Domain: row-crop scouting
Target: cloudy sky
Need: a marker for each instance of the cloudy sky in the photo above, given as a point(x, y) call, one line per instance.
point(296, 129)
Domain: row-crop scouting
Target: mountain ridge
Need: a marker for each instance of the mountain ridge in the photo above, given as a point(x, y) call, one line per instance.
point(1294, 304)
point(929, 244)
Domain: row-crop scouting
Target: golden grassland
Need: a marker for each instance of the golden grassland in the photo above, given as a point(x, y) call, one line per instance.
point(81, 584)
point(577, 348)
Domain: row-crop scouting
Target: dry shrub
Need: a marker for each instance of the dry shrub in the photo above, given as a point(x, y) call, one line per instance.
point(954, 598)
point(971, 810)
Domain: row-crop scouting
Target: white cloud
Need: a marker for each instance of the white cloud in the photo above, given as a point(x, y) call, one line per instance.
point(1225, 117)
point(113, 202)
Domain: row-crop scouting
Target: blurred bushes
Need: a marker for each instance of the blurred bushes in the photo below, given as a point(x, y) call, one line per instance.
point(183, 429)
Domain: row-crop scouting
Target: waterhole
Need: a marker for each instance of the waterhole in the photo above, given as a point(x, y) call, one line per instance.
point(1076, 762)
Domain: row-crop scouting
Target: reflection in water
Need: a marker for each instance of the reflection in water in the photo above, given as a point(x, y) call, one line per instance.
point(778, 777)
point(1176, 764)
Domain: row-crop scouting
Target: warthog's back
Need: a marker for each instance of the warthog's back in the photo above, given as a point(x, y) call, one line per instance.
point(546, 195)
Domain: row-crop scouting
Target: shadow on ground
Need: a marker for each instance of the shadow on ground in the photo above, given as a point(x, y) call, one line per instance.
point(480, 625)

What the task requires
When you reach the line in the material above that holds "Target: mountain ridge", begin reproducing lines exactly, and stop after the line that holds "Target: warthog's back".

Response box
Target: mountain ridge
Need: a marker for each instance of the mountain ridge in the photo above, given as a point(x, y) call, one line per instance.
point(1294, 304)
point(929, 244)
Domain: row-crop scouting
Target: golden grassland
Need: a marker for each instance of the golden grassland in the photo above, given as a point(x, y) call, one line per instance.
point(81, 584)
point(577, 348)
Domain: row-crop scouting
Target: dry shrub
Need: a marker for each instance of the dry shrub in the photo above, given as a point(x, y) call, one line per instance.
point(954, 598)
point(971, 810)
Domain: row-crop scouting
Target: white cloud
Need: a marker for each instance of the white cloud in the photo above, given as a point(x, y) call, one line per instance.
point(1225, 117)
point(113, 202)
Domain: row-crop scouting
Target: blurred bushes
Need: a marker for each instance of the blurred bushes in the photo below, given as a point(x, y) call, one line per instance.
point(183, 429)
Domain: row-crop scouting
Target: waterhole
Need: a marker for each instance of the waterhole in the photo above, given as a point(x, y) call, one line per instance.
point(1076, 762)
Domain: row-crop scouting
Target: reflection in water
Need: a marker for each instance of the reflection in water in the photo above, given as a point(x, y) call, one line per instance.
point(778, 777)
point(1176, 764)
Domain: row-crop scouting
Target: warthog's back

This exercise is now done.